## Direction
Render the data below as a numbered list, covering the stretch from its first line through the line that contains "point(312, 81)". Skip blank lines, and leave the pictures out of your answer.
>> START Stored rows
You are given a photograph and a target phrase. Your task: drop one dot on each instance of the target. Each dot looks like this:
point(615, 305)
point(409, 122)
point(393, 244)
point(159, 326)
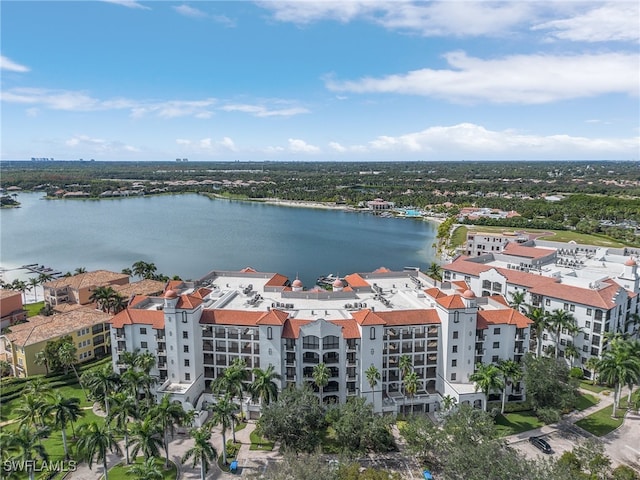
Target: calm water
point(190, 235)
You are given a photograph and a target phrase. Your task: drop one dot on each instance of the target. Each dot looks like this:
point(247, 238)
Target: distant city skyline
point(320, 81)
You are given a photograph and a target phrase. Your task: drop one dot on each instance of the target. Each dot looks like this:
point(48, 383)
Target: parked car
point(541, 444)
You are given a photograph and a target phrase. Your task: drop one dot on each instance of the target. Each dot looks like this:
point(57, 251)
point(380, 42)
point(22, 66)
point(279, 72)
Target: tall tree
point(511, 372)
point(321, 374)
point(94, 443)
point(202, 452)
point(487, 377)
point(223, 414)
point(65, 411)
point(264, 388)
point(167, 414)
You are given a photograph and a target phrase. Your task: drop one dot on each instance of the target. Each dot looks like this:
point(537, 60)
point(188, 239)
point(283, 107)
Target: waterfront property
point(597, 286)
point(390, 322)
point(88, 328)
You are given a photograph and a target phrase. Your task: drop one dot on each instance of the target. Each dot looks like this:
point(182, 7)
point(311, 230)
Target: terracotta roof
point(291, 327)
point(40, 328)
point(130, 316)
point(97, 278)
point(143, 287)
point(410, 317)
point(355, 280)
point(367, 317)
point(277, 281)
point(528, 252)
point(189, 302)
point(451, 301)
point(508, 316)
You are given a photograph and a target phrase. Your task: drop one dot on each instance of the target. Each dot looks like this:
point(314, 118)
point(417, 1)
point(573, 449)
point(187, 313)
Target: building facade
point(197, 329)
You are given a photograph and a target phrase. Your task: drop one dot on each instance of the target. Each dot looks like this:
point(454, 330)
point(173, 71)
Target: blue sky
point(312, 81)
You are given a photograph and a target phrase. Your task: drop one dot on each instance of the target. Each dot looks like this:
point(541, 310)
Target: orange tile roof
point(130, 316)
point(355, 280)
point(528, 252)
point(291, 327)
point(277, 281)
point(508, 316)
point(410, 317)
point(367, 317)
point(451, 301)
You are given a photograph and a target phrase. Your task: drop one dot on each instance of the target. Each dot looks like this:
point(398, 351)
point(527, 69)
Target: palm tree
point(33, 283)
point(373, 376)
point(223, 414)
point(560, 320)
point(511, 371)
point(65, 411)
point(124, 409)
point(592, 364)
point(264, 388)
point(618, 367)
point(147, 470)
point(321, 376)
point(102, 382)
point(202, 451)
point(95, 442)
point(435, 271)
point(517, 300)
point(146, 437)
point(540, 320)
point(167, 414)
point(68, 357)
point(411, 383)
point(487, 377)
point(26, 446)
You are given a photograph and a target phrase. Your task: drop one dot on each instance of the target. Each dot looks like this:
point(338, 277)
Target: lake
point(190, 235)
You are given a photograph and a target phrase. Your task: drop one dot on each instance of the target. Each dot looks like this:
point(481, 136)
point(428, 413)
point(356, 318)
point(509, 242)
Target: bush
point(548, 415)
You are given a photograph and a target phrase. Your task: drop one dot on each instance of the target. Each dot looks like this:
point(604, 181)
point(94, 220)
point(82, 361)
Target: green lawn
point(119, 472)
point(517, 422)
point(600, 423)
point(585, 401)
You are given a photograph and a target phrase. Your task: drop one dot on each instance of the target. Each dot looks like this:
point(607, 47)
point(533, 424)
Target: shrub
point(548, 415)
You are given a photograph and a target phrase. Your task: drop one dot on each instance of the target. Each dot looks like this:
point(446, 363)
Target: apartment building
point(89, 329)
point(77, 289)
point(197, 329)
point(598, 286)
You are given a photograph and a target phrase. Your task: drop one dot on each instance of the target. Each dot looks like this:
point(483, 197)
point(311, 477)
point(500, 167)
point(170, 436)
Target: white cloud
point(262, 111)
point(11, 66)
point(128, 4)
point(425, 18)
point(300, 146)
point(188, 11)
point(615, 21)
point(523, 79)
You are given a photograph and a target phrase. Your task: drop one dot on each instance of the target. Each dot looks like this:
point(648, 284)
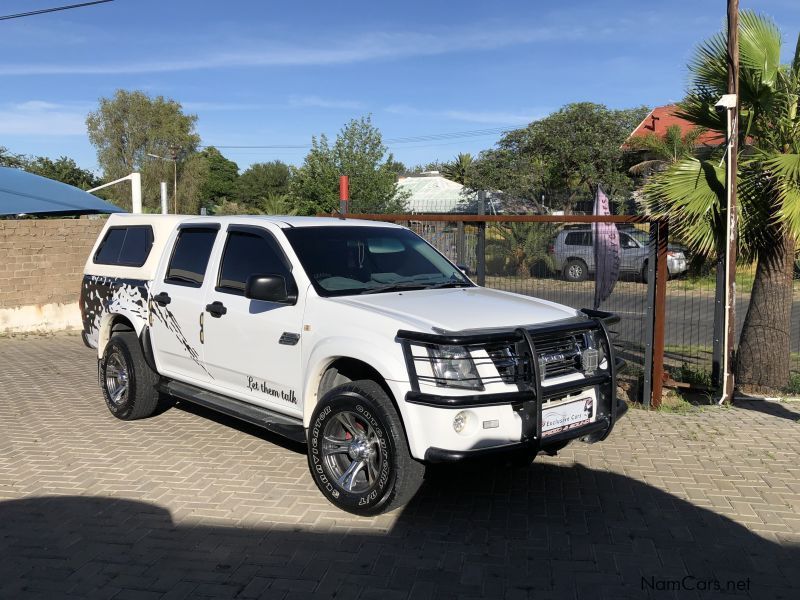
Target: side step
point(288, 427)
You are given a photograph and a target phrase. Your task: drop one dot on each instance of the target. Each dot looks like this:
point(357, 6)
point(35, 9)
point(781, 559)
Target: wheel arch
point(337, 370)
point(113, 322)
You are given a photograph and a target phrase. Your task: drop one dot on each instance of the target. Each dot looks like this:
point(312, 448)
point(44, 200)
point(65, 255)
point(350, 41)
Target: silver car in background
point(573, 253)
>> END Stored rows
## Solution below
1. You are given a photograph and a target phrase. Your task: drop one dot on each instance of the target. Each dot looks like this:
2. point(615, 305)
3. point(409, 122)
4. point(393, 244)
5. point(159, 326)
6. Target: calm water
7. point(190, 235)
8. You are given a photograph and a target phrase. Your task: drop one dot on each instance of the target. Each dot looks like this:
9. point(247, 238)
10. Target: distant city skyline
11. point(320, 81)
12. You are given a photograph and a target phrase. Your task: drop one dot on each instance of the target. Each dot looks like this:
13. point(48, 383)
14. Target: parked car
15. point(541, 444)
16. You are given a photograph and a target phrase. Your task: drop one dot on each instance of the target. Each dot looks like this:
17. point(57, 251)
18. point(380, 42)
19. point(22, 66)
20. point(279, 72)
21. Target: tall tree
22. point(511, 372)
23. point(321, 374)
24. point(94, 443)
25. point(202, 452)
26. point(487, 377)
27. point(223, 414)
28. point(65, 411)
29. point(264, 388)
30. point(167, 414)
31. You are given a photograph and a target phrase. Your task: drop one dot on each instance of the target. Each dot looks like this:
32. point(537, 60)
33. point(188, 239)
34. point(283, 107)
35. Target: waterfront property
36. point(597, 286)
37. point(390, 322)
38. point(88, 328)
39. You are given a photograph and a target phrase. Your task: drop one dot on each instance of the target. Each dot looks like this:
40. point(182, 7)
41. point(311, 230)
42. Target: terracotta roof
43. point(291, 327)
44. point(40, 328)
45. point(130, 316)
46. point(97, 278)
47. point(143, 287)
48. point(410, 317)
49. point(355, 280)
50. point(367, 317)
51. point(277, 281)
52. point(528, 252)
53. point(189, 302)
54. point(451, 301)
55. point(508, 316)
56. You are given a photograph and a target phrase. Your task: drop one dot on each instance of the target. Each dot looks like this:
57. point(314, 118)
58. point(417, 1)
59. point(573, 449)
60. point(187, 313)
61. Target: building facade
62. point(197, 329)
63. You are given a photograph and a target phrase. Your task: drop one dot on each instance of the target. Each dot looks like this:
64. point(454, 330)
65. point(173, 71)
66. Target: blue sky
67. point(312, 81)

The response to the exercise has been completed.